Compito richiesto 1: Riproduci integralmente il brano sulla città globale.

Brano di lettura:
==========

In questa onda la città non ha piú bisogno di una campagna né di una natura dove vengano prodotte le risorse per la sua sopravvivenza. La città è un organismo che si autoregola, per quanto possano sembrare crudeli le sue movenze e i suoi scarti. Nella sua globalità si spiegano gli slums e la nuova povertà, i derivati e perfino le manifestazioni di strada. Essa entra a far parte del sano realismo di chi guarda a un futuro di prosperità.
Bisogna dire che questo nuovo organicismo in parte è pura ideologia, self-fulfilling prophecy, pubblicità che un sistema che non è per niente globale (e per nulla nuovo, visto che la mondializzazione è un fenomeno che appare continuamente nella storia) fa a se stesso per convincere che non c’è via di scampo. In parte è invece un salto in avanti del pensiero neoliberale, una sua solidificazione in un universalismo che prende in prestito l’olismo dall’ecologia degli anni ottanta.
Google, Facebook, Amazon, Twitter sono i suoi quattro cavalieri dell’Apocalisse, disposti ad accompagnarci fino all’eternità. Le città ne sono l’ovvio corollario universalista, sennò perché chiamarle globali, città che promettono di essere puri hub dell’ubiquità, porte di accesso a una geografia smaterializzata.

==========

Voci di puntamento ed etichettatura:
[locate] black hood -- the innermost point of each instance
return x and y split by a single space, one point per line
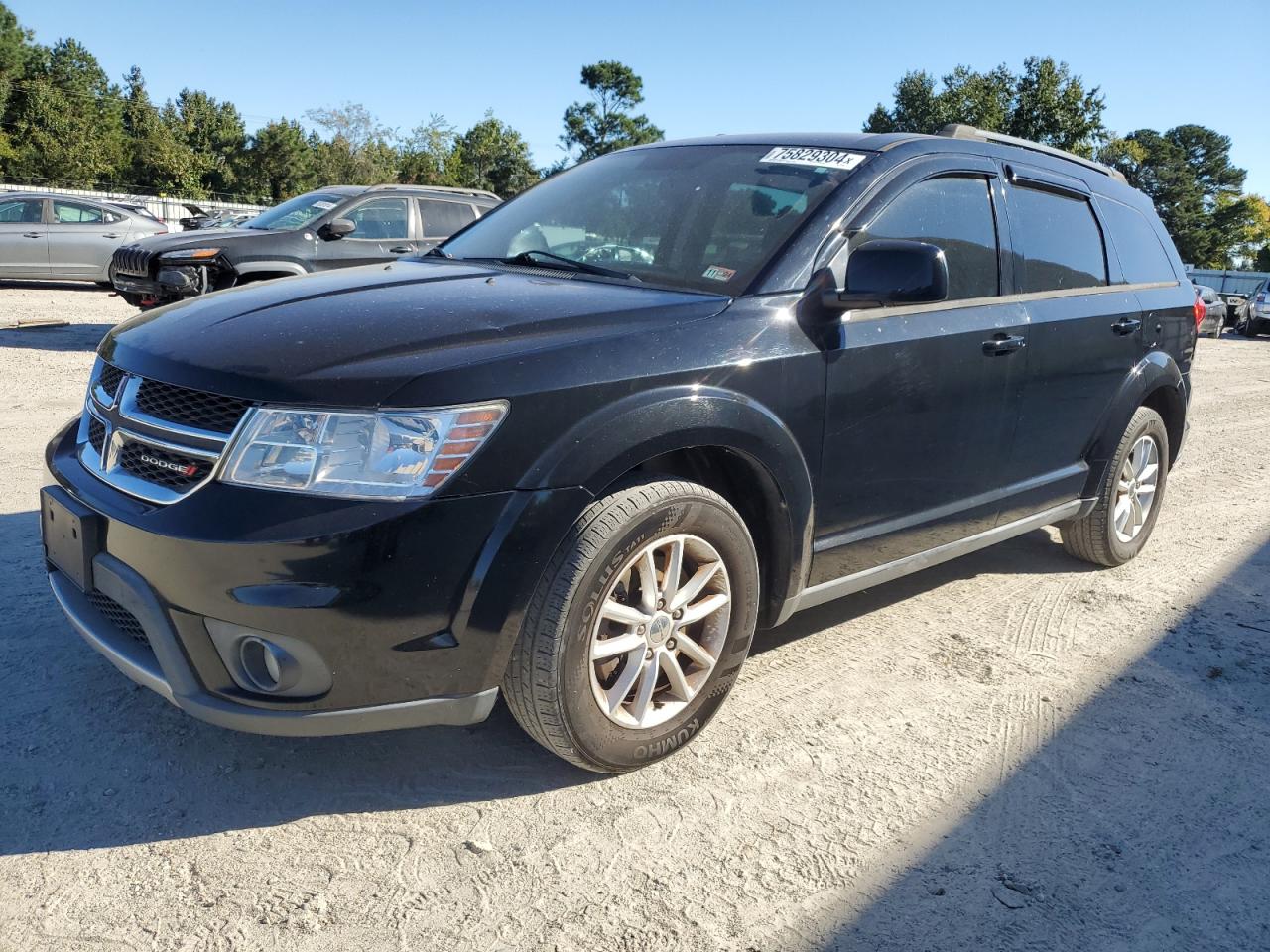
357 335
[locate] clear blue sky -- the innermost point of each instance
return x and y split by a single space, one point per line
734 66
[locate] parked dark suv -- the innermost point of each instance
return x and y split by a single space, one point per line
583 449
333 227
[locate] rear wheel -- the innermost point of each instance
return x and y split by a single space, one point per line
1125 512
638 629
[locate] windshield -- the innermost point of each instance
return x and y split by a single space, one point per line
296 212
695 217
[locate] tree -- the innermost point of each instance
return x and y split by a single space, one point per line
493 157
1197 190
359 151
604 122
16 54
158 158
430 157
64 118
281 162
213 132
1044 103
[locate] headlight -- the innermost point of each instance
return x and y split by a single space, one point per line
390 454
187 254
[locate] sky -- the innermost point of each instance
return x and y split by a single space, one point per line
714 67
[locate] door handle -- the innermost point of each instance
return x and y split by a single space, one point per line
1003 344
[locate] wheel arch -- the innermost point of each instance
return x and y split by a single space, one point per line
1156 381
719 438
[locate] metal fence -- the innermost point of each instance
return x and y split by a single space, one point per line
171 211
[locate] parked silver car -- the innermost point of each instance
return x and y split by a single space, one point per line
66 239
1214 311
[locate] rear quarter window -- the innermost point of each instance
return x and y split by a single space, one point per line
1142 257
1060 240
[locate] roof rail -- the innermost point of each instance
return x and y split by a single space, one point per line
957 130
474 191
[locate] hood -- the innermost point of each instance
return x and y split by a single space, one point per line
357 335
200 238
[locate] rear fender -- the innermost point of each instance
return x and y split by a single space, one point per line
1156 376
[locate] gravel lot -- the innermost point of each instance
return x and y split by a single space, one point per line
1014 752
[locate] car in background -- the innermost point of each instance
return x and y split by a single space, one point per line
1214 311
1254 315
60 238
340 226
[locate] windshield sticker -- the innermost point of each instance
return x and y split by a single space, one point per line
818 158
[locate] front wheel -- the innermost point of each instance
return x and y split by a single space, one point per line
1125 512
638 629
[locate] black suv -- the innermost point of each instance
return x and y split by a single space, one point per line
579 452
333 227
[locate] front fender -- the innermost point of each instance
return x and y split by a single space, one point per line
611 442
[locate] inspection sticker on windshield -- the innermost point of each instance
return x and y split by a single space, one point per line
818 158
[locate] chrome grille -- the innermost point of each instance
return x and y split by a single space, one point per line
151 439
108 380
118 616
96 434
131 259
163 467
190 408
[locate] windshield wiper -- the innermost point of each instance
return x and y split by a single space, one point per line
556 261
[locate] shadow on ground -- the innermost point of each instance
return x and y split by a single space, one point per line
94 761
73 336
1142 823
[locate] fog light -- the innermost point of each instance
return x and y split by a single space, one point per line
267 662
266 665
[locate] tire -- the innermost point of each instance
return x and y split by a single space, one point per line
556 689
1095 537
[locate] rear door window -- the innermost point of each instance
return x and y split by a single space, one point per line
76 213
381 218
955 213
1060 240
22 209
1142 258
444 218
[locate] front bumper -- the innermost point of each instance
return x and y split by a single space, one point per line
385 594
160 665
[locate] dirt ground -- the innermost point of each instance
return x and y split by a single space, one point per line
1010 752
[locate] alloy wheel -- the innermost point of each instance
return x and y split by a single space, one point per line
659 631
1135 489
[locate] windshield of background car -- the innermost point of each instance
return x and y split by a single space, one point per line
296 213
693 217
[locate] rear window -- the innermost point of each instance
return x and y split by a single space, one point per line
1137 245
1060 240
444 218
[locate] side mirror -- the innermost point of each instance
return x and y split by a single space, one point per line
336 229
892 272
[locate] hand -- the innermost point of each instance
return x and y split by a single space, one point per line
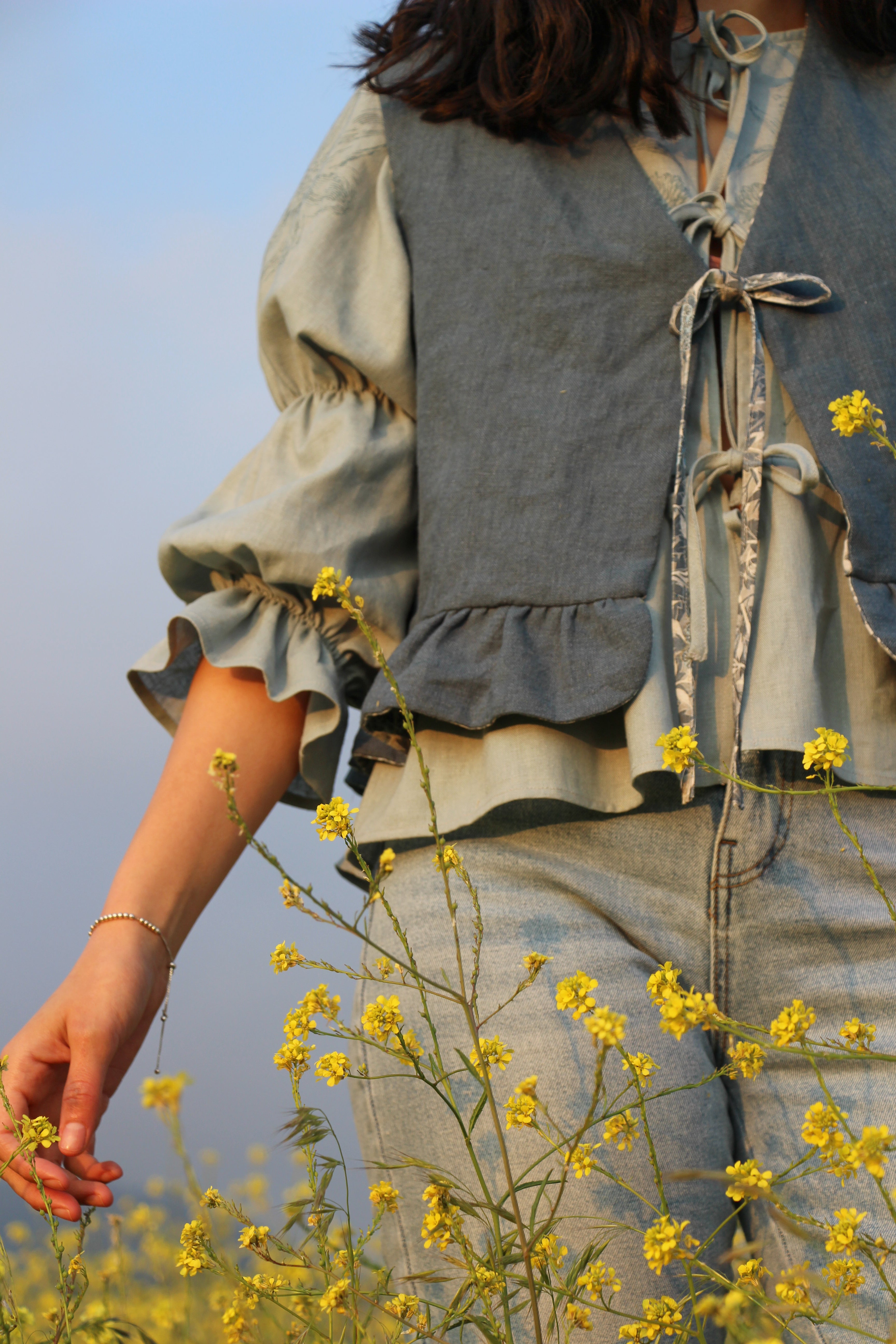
69 1060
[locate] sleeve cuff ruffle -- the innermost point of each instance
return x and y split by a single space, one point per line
295 652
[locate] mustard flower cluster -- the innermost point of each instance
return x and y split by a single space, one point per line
223 768
577 992
680 1010
386 1197
443 1222
749 1182
643 1066
520 1112
334 819
859 1035
600 1279
284 959
845 1276
546 1252
581 1159
855 415
193 1258
334 1298
661 1315
334 1068
622 1131
680 749
606 1026
792 1023
164 1093
494 1053
254 1238
404 1307
828 752
578 1318
747 1058
383 1018
38 1133
667 1241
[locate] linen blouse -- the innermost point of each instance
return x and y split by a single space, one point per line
334 484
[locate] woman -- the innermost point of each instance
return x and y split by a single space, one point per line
465 323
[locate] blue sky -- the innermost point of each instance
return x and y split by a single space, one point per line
147 151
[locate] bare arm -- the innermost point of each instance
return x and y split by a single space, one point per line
71 1058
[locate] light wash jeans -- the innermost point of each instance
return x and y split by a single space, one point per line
760 906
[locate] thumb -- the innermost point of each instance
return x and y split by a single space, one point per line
84 1100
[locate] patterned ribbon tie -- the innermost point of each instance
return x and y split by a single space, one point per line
690 627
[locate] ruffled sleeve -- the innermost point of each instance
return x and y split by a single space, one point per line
334 483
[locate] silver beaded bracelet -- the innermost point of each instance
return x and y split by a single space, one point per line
147 924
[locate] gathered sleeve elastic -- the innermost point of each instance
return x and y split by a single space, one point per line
334 482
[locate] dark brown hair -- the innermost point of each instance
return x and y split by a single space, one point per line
524 68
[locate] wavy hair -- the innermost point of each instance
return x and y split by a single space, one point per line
524 68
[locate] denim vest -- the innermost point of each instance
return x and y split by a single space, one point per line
549 393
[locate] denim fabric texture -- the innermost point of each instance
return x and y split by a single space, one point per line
758 905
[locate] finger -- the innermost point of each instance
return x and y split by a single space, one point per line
88 1167
62 1205
82 1098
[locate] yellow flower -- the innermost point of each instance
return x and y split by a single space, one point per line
792 1023
284 957
606 1026
859 1035
667 1241
382 1018
334 1068
334 1298
600 1279
871 1150
643 1068
751 1272
223 767
578 1318
843 1233
845 1275
622 1128
404 1307
825 753
746 1057
749 1182
823 1128
39 1133
334 819
535 962
792 1291
487 1281
494 1053
520 1112
292 897
576 992
254 1238
582 1159
164 1093
546 1252
451 859
295 1057
193 1257
855 415
679 749
443 1222
386 1195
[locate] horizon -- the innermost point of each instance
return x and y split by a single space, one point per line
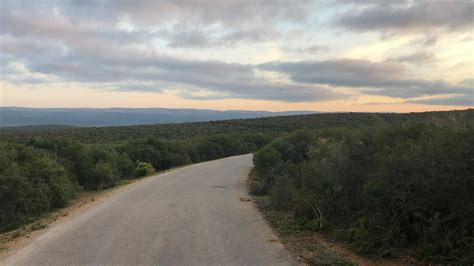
324 56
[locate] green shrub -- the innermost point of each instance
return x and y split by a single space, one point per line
143 169
394 188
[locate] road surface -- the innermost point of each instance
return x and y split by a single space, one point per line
195 215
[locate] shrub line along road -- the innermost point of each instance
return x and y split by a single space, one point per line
194 215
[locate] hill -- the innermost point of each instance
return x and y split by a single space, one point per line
87 117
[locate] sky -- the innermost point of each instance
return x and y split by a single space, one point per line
327 55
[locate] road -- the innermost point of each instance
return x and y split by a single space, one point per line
195 215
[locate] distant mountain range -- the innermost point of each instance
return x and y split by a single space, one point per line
88 117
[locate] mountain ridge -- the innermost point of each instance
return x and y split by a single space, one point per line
118 116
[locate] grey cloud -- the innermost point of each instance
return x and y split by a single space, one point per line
312 49
189 38
340 72
417 58
138 87
377 78
459 100
108 63
408 17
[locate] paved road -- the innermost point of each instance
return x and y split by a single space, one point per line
189 216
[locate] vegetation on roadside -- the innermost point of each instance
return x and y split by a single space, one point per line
386 183
387 191
40 174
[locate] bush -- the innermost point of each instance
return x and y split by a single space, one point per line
31 182
394 188
143 169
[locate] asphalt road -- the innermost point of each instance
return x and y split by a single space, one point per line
189 216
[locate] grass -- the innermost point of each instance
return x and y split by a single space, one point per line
308 247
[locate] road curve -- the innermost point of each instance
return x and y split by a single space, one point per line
194 215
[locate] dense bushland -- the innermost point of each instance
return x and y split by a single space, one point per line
270 126
384 182
39 174
385 190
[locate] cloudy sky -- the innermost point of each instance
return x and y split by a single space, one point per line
324 55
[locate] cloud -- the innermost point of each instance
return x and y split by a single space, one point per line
455 100
410 16
312 49
416 58
375 78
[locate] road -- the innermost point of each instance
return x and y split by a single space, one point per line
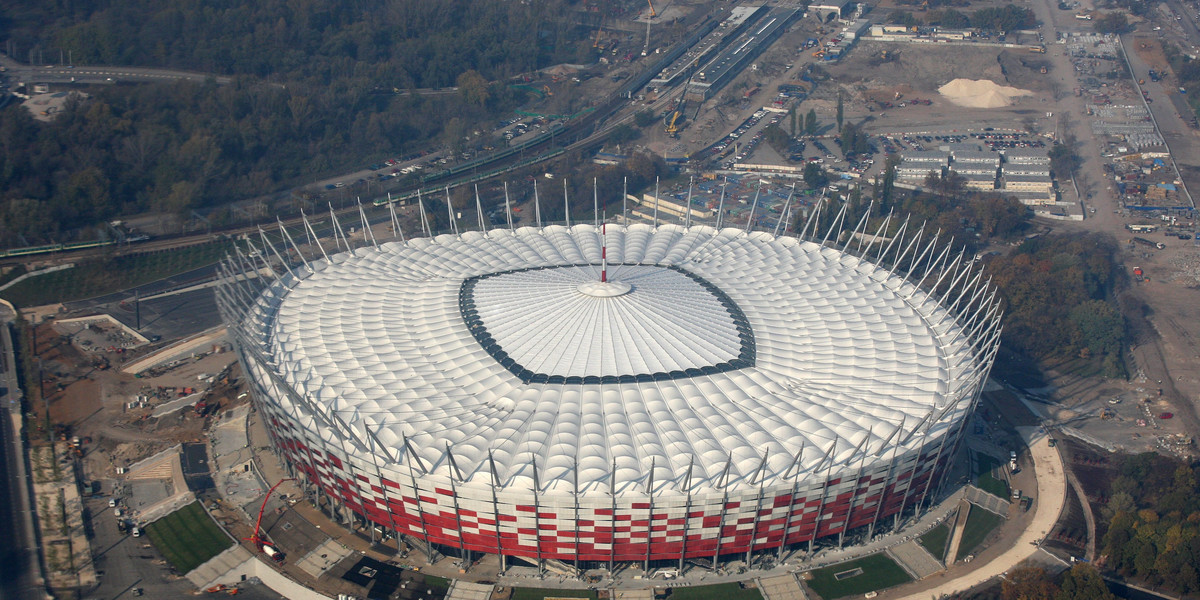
63 73
19 565
1176 133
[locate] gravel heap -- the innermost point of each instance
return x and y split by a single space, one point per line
1188 265
981 94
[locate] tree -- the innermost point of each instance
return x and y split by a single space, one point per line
1102 327
1113 23
778 138
948 18
622 133
841 109
1084 582
1063 161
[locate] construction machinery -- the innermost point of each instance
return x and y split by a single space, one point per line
257 539
675 117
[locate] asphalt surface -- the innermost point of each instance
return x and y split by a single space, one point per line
19 568
125 563
100 75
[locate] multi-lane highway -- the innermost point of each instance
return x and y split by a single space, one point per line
100 75
19 567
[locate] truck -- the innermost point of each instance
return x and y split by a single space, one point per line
1144 241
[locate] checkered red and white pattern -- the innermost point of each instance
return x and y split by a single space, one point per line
535 526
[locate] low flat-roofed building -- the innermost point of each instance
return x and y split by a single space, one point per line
975 169
1027 169
976 157
670 207
1029 183
917 171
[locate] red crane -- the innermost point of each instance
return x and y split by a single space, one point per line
257 539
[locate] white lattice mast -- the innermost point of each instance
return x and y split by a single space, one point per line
454 222
655 226
604 253
567 207
425 219
783 214
753 207
395 222
537 204
366 226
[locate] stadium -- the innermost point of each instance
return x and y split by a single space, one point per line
600 395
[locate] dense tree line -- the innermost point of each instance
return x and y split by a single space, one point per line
180 147
1005 18
1153 514
1187 71
318 87
1080 582
1059 300
395 43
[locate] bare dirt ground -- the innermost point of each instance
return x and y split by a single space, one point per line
90 399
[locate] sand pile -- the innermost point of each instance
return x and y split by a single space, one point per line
981 94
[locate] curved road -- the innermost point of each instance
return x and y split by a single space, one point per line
1051 498
19 564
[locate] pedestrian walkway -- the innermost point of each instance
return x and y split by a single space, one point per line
214 570
960 525
467 591
988 502
1051 498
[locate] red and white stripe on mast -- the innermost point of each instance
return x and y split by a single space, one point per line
604 253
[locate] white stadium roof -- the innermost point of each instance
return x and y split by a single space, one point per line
726 347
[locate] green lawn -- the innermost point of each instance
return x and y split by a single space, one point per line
985 478
935 540
540 593
103 276
718 592
994 486
437 583
879 573
979 523
187 538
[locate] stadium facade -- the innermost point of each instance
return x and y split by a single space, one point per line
616 394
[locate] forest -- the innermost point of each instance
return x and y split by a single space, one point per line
318 87
1060 305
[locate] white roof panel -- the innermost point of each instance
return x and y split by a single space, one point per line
724 346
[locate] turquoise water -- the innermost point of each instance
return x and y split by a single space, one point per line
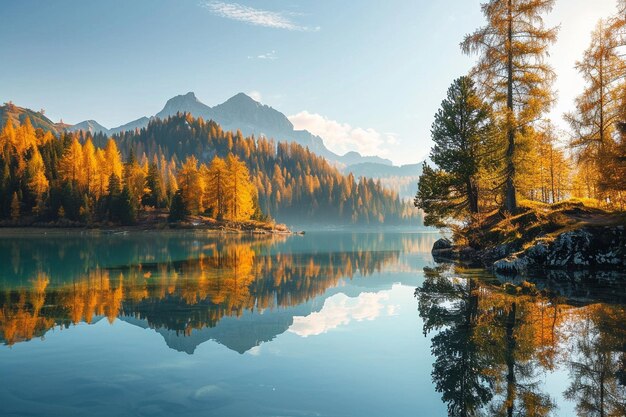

==========

Compito richiesto 2: Converti in una tabella Markdown con le colonne Nr e Riga le righe dei record, a partire da quella che contiene "[locate] white stadium" e fino alla fine dei record, estremi inclusi. Escludi le righe vuote e non riportare le immagini.

Risposta completa 1:
In questa onda la città non ha piú bisogno di una campagna né di una natura dove vengano prodotte le risorse per la sua sopravvivenza. La città è un organismo che si autoregola, per quanto possano sembrare crudeli le sue movenze e i suoi scarti. Nella sua globalità si spiegano gli slums e la nuova povertà, i derivati e perfino le manifestazioni di strada. Essa entra a far parte del sano realismo di chi guarda a un futuro di prosperità.
Bisogna dire che questo nuovo organicismo in parte è pura ideologia, self-fulfilling prophecy, pubblicità che un sistema che non è per niente globale (e per nulla nuovo, visto che la mondializzazione è un fenomeno che appare continuamente nella storia) fa a se stesso per convincere che non c’è via di scampo. In parte è invece un salto in avanti del pensiero neoliberale, una sua solidificazione in un universalismo che prende in prestito l’olismo dall’ecologia degli anni ottanta.
Google, Facebook, Amazon, Twitter sono i suoi quattro cavalieri dell’Apocalisse, disposti ad accompagnarci fino all’eternità. Le città ne sono l’ovvio corollario universalista, sennò perché chiamarle globali, città che promettono di essere puri hub dell’ubiquità, porte di accesso a una geografia smaterializzata.

Risposta completa 2:
| Nr | Riga |
|---|---|
| 1 | [locate] white stadium roof -- the innermost point of each instance |
| 2 | return x and y split by a single space, one point per line |
| 3 | 726 347 |
| 4 | [locate] green lawn -- the innermost point of each instance |
| 5 | return x and y split by a single space, one point per line |
| 6 | 985 478 |
| 7 | 935 540 |
| 8 | 540 593 |
| 9 | 103 276 |
| 10 | 718 592 |
| 11 | 994 486 |
| 12 | 437 583 |
| 13 | 879 573 |
| 14 | 979 523 |
| 15 | 187 538 |
| 16 | [locate] stadium facade -- the innermost point of each instance |
| 17 | return x and y split by a single space, one point per line |
| 18 | 616 394 |
| 19 | [locate] forest -- the innermost point of each instance |
| 20 | return x and y split by a single space, one point per line |
| 21 | 318 87 |
| 22 | 1060 305 |
| 23 | [locate] white roof panel -- the innermost point of each instance |
| 24 | return x and y split by a single space, one point per line |
| 25 | 724 346 |
| 26 | [locate] turquoise water -- the innermost point of each instance |
| 27 | return x and y split by a single space, one point per line |